Site archéologique de Volubilis

Brève description

 

La capitale de la Maurétanie, fondée au IIIe siècle av. J.-C., fut un avant-poste important de l’Empire romain et a été ornée de nombreux beaux monuments. Il en subsiste d’importants vestiges dans le site archéologique, situé dans une région agricole fertile. La ville devait devenir plus tard, pendant une brève période, la capitale d’Idriss Ie r , fondateur de la dynastie des Idrissides, enterré non loin de là, à Moulay Idriss.

Basilique et Capitole © Barbara Blanchard Plus d’images …

Valeur universelle exceptionnelle

 

Brève synthèse

Volubilis renferme les vestiges essentiellement romains d’un municipe fortifié bâti sur un site imposant au pied du Djebel Zerhoun. Sa superficie atteint 42 hectares. Elle est d’une importance exceptionnelle en ce qu’elle montre le développement urbain et la romanisation aux frontières de l’empire romain et l’illustration graphique de l’interface entre les cultures romaine et indigène. Du fait de son isolement et qu’elle n’ait pas été occupée pendant près de mille ans, elle présente un niveau important d’authenticité. C’est l’un des sites les plus riches de cette période en Afrique du Nord, non seulement pour ses vestiges mais aussi pour la grande richesse de ses données épigraphiques.

**Lignes de données**
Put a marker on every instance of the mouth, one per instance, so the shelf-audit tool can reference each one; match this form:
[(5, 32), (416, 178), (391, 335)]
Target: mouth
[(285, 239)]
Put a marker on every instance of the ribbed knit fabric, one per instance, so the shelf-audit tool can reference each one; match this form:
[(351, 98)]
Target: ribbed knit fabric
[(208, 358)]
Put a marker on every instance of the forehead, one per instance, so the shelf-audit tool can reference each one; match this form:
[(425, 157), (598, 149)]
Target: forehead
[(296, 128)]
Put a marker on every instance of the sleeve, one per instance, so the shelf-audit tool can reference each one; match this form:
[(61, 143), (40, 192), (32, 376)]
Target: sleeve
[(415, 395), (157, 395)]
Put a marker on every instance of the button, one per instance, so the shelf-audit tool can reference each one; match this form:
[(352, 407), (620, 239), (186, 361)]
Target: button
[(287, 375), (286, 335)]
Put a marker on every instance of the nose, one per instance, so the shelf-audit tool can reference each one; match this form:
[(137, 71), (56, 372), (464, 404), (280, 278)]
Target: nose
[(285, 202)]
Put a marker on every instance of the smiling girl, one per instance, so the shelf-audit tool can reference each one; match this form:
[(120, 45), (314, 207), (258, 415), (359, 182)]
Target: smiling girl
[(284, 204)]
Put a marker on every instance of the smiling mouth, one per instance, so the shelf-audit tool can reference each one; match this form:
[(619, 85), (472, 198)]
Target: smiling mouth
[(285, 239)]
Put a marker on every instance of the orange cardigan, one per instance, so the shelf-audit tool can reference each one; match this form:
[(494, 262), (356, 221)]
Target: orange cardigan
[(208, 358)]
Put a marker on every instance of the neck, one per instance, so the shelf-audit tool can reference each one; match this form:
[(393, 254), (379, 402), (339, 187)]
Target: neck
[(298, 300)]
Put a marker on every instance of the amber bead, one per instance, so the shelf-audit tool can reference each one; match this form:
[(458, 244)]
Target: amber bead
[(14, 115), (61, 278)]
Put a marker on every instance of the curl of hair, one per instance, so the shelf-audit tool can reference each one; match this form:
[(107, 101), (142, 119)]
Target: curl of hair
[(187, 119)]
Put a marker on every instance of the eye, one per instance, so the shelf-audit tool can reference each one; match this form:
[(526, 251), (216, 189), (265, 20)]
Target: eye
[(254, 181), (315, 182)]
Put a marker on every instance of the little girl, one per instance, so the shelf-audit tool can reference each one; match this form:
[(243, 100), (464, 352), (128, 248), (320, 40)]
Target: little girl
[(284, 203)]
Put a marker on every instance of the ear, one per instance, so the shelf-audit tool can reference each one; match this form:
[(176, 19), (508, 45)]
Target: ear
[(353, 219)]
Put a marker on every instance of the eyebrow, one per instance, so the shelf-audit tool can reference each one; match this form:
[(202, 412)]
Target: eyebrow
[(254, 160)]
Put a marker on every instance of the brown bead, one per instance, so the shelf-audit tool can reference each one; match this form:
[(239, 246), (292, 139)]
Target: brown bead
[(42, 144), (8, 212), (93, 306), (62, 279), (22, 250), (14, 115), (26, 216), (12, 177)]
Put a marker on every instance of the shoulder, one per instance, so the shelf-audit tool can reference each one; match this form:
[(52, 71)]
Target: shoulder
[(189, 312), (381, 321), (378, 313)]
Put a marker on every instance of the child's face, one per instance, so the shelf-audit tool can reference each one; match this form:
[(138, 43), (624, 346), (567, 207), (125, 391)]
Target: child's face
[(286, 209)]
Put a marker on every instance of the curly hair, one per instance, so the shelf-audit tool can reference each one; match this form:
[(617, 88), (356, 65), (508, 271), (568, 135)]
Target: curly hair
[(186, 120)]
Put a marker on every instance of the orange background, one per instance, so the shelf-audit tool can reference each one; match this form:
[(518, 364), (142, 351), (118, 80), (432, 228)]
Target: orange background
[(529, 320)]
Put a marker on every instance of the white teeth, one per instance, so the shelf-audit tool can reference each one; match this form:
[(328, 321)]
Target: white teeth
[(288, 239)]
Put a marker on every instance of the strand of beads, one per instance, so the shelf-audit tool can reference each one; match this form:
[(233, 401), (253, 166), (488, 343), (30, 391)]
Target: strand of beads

--

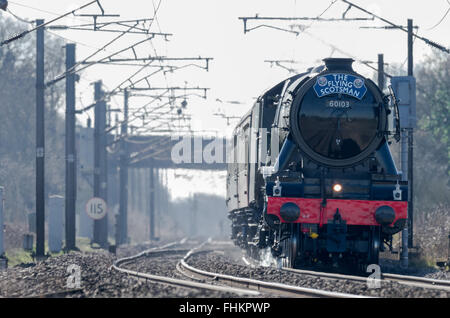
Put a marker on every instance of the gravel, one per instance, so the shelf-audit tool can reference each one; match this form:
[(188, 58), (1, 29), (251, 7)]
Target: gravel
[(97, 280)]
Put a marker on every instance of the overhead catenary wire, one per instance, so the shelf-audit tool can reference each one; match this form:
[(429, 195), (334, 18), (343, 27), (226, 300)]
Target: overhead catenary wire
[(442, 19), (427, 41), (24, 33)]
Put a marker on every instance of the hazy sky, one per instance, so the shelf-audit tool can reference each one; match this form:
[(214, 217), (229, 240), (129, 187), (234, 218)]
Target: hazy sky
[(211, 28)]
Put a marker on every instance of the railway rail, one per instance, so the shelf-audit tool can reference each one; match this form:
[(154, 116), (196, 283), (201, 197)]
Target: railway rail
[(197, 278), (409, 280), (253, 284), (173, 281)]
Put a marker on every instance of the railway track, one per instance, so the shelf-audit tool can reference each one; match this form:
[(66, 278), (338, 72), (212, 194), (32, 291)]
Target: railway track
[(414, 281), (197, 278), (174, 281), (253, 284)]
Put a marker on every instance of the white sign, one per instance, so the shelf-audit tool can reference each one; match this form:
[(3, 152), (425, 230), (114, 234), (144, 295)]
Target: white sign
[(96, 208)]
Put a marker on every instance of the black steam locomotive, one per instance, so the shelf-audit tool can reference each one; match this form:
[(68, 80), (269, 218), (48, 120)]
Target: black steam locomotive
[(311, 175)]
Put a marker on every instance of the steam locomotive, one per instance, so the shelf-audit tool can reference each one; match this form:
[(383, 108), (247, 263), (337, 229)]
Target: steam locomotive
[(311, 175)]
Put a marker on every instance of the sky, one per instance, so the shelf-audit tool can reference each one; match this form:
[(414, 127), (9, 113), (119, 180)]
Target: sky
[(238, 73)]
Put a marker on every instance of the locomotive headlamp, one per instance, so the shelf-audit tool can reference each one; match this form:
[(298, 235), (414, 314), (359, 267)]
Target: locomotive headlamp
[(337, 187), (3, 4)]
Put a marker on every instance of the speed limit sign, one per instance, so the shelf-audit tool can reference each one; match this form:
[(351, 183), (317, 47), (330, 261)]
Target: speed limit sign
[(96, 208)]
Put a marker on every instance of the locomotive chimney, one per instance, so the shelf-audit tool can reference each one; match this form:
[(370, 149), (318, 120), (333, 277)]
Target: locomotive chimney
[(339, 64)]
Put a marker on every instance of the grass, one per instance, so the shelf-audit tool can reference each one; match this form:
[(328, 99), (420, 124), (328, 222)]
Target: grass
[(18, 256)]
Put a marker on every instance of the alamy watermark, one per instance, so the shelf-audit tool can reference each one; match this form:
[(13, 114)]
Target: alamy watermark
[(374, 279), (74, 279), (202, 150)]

* * *

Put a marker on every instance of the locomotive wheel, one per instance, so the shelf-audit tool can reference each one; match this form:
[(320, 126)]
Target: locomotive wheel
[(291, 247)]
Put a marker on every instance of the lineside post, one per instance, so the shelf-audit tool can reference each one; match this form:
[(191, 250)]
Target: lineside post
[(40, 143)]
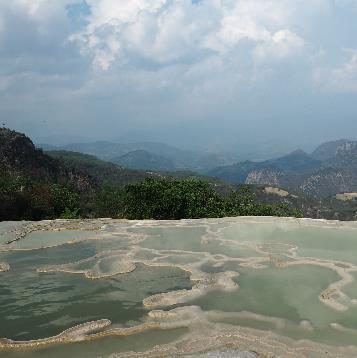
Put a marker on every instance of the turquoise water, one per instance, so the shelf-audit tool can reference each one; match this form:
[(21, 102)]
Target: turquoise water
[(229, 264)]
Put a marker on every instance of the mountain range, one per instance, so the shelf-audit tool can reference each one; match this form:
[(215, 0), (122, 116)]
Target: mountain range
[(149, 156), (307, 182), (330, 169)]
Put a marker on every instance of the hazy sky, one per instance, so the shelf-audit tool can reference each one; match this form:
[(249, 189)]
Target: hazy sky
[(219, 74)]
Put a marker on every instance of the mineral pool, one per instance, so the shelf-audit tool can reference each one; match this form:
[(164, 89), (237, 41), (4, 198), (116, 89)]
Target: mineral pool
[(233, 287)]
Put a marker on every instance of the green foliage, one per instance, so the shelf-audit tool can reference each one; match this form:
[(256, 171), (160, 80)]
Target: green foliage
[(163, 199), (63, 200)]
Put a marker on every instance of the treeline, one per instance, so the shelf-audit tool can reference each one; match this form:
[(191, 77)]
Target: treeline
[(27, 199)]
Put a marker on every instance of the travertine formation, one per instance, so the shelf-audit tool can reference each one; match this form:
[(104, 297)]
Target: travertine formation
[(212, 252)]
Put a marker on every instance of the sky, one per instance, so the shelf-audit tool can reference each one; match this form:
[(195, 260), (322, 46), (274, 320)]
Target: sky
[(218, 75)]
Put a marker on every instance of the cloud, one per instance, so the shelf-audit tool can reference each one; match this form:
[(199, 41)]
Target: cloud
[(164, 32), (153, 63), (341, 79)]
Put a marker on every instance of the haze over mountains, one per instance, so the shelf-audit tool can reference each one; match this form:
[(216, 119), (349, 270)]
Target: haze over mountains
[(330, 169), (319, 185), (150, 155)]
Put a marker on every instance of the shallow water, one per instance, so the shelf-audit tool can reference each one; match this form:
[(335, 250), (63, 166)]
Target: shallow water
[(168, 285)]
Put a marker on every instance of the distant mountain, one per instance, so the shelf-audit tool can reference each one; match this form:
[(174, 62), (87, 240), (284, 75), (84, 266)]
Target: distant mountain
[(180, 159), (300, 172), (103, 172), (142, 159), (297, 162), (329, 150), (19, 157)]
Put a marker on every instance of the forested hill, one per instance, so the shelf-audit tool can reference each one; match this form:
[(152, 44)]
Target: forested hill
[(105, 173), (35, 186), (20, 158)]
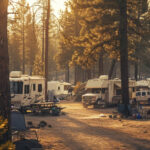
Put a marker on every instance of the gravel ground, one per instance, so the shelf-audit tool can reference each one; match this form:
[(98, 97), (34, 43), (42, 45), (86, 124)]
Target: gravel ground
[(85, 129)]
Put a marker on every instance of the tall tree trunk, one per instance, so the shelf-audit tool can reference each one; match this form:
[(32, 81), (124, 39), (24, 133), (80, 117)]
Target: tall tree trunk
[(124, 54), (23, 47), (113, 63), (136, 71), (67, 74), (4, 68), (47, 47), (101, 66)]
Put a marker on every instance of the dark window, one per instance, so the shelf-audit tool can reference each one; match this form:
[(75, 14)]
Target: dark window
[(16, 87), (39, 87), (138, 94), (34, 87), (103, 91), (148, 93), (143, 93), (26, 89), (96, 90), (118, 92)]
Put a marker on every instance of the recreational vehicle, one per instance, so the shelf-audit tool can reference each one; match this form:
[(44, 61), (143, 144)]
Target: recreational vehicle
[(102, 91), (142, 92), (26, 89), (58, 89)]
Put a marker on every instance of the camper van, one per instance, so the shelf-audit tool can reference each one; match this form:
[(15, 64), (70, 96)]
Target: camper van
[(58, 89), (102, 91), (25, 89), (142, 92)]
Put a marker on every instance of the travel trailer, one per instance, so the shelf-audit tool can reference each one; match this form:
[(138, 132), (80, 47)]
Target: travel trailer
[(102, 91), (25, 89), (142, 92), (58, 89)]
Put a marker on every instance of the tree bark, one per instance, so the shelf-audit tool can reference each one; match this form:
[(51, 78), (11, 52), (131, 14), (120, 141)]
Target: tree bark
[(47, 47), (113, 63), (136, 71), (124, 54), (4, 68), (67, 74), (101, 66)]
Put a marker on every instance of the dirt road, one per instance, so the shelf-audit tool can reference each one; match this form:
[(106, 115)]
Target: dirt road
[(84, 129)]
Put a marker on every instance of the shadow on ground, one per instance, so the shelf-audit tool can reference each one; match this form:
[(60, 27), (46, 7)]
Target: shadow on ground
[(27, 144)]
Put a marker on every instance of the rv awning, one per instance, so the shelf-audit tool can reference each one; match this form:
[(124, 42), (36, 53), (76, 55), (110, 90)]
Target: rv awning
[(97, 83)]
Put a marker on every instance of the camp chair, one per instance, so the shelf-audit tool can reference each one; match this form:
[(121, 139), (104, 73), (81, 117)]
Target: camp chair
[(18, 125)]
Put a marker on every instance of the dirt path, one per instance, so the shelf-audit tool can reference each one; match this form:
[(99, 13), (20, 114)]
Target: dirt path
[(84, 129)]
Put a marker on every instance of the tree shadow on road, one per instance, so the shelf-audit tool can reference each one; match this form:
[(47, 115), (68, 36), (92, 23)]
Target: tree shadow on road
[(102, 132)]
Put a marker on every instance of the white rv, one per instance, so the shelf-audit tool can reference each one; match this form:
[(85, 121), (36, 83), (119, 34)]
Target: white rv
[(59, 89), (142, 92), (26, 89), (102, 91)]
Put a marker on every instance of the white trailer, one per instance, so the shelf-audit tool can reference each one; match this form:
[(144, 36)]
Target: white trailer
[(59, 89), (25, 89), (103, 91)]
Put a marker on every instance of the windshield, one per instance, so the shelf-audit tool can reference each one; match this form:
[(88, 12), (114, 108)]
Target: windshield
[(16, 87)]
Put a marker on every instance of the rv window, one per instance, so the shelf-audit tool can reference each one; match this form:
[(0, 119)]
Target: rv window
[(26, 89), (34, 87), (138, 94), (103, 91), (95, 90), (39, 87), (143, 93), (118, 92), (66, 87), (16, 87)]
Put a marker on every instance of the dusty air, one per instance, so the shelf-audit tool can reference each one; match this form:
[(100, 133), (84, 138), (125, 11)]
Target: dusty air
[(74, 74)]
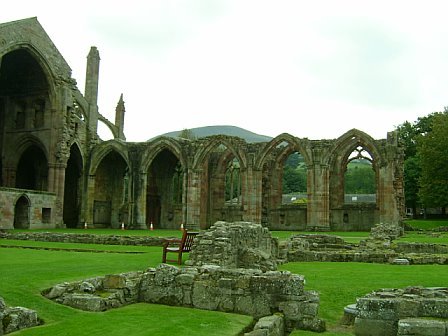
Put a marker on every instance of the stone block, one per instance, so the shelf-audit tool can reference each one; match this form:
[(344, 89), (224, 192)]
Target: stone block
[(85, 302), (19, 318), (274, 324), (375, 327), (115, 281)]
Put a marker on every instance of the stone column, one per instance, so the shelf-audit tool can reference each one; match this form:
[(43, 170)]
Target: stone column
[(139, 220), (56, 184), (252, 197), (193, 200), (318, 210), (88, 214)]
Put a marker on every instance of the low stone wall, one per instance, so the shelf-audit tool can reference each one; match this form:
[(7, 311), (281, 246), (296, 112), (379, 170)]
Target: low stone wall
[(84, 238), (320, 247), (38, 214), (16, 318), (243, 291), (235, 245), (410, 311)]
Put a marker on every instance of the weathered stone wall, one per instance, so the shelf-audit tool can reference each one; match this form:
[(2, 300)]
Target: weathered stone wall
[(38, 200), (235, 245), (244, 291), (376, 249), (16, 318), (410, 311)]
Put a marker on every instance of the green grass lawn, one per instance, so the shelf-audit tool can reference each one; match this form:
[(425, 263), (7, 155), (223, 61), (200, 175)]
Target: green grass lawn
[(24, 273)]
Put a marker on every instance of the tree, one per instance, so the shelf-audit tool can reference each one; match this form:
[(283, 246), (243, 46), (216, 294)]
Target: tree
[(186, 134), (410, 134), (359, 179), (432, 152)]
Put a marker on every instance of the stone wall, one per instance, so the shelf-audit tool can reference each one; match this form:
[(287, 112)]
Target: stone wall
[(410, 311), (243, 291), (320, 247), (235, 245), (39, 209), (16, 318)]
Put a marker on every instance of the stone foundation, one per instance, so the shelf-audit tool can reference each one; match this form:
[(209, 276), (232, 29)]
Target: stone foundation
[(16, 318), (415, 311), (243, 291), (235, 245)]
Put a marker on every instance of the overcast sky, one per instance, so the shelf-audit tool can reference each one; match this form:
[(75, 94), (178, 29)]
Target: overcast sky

**Consigne 1**
Recopiez le passage du texte sur Volubilis qui va de « Volubilis renferme les » à « ses données épigraphiques. », en changeant « municipe » en « ville ».
**Consigne 2**
Selon le texte sur Volubilis, quelle superficie le site atteint-il ?
Basez-vous uniquement sur le texte.

**Réponse attendue 1**
Volubilis renferme les vestiges essentiellement romains d’un ville fortifié bâti sur un site imposant au pied du Djebel Zerhoun. Sa superficie atteint 42 hectares. Elle est d’une importance exceptionnelle en ce qu’elle montre le développement urbain et la romanisation aux frontières de l’empire romain et l’illustration graphique de l’interface entre les cultures romaine et indigène. Du fait de son isolement et qu’elle n’ait pas été occupée pendant près de mille ans, elle présente un niveau important d’authenticité. C’est l’un des sites les plus riches de cette période en Afrique du Nord, non seulement pour ses vestiges mais aussi pour la grande richesse de ses données épigraphiques.

**Réponse attendue 2**
42 hectares.